EXTRACTED DATA Block Start

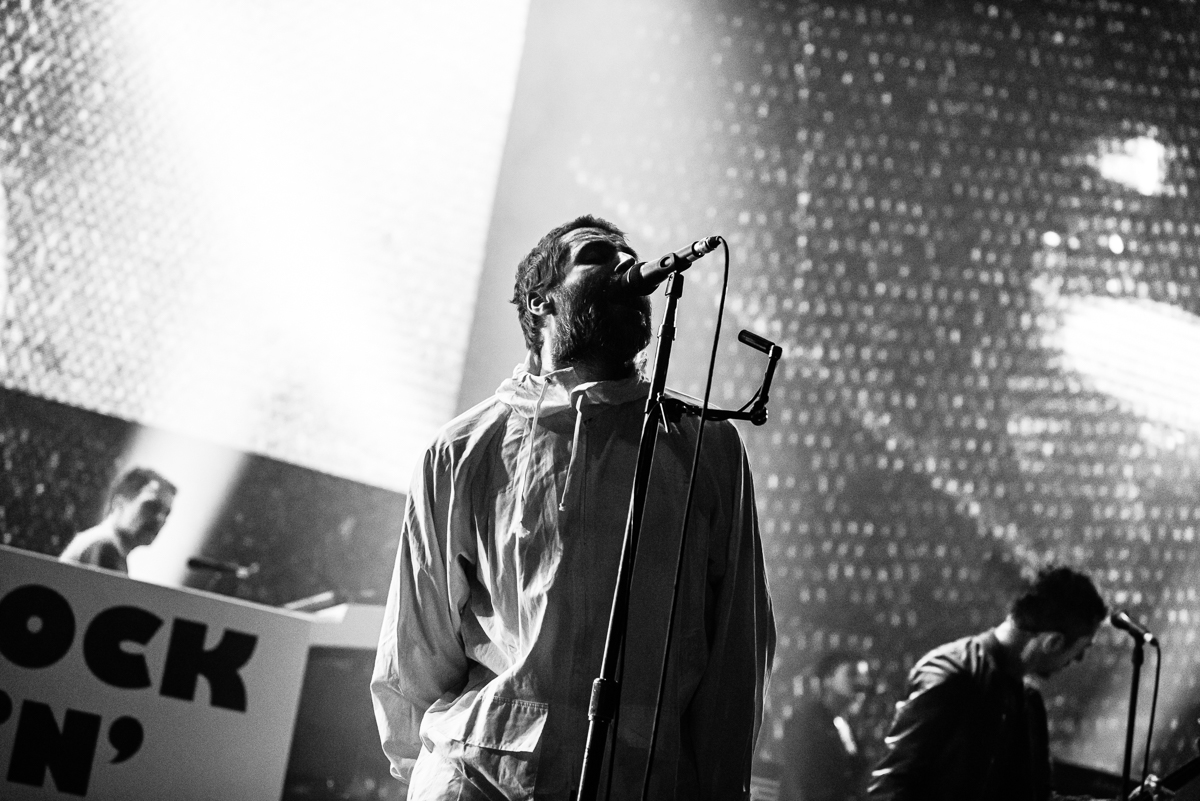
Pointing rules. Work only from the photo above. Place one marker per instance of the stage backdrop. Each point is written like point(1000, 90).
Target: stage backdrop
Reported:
point(973, 229)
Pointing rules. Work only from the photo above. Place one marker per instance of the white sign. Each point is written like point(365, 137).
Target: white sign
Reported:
point(113, 688)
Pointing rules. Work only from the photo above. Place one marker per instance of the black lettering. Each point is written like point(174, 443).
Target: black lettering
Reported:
point(187, 660)
point(102, 645)
point(36, 626)
point(66, 753)
point(126, 736)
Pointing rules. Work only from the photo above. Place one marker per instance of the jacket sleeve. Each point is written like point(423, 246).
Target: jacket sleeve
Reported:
point(726, 709)
point(420, 656)
point(922, 729)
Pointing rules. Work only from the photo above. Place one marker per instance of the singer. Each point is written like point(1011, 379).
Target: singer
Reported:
point(973, 726)
point(138, 507)
point(508, 558)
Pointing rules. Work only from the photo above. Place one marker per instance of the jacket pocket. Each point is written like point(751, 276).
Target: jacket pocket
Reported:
point(505, 724)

EXTRACTED DATA Block End

Would you copy out the data exactly, leaving every picture out?

[TASK OUTPUT]:
Pointing rules. Work only from the photo above. Place one marker per instance of the stage backdrop. Each point is written like point(1000, 90).
Target: stage backdrop
Reported:
point(973, 229)
Pointing rules. Work only from the photo above. Place one marker per instance of the white sign. Each point is written like point(365, 137).
Target: white sign
Reported:
point(113, 688)
Pointing rules. Work only from the photo above. Place one marker per instance of the black lettering. Each point is written like point(174, 443).
Target: black lettering
Reported:
point(187, 660)
point(102, 645)
point(36, 626)
point(66, 753)
point(126, 736)
Pointing rules. Work only from the photo above. Place one marker per instance of the jacket sleeve. Each point is written like point(423, 246).
Target: jacket sleeve
Reported:
point(726, 709)
point(420, 656)
point(922, 729)
Pointing rules. Work only from the photo above. Place one marker per instance of the singer. Each point is written like point(1011, 379).
Target: singer
Reported:
point(973, 726)
point(138, 507)
point(508, 558)
Pointing rules. Work only from the photo above. Place one marker per instance of the jacket pocket. Each point is written like point(751, 276).
Target: jacket pocket
Reported:
point(505, 724)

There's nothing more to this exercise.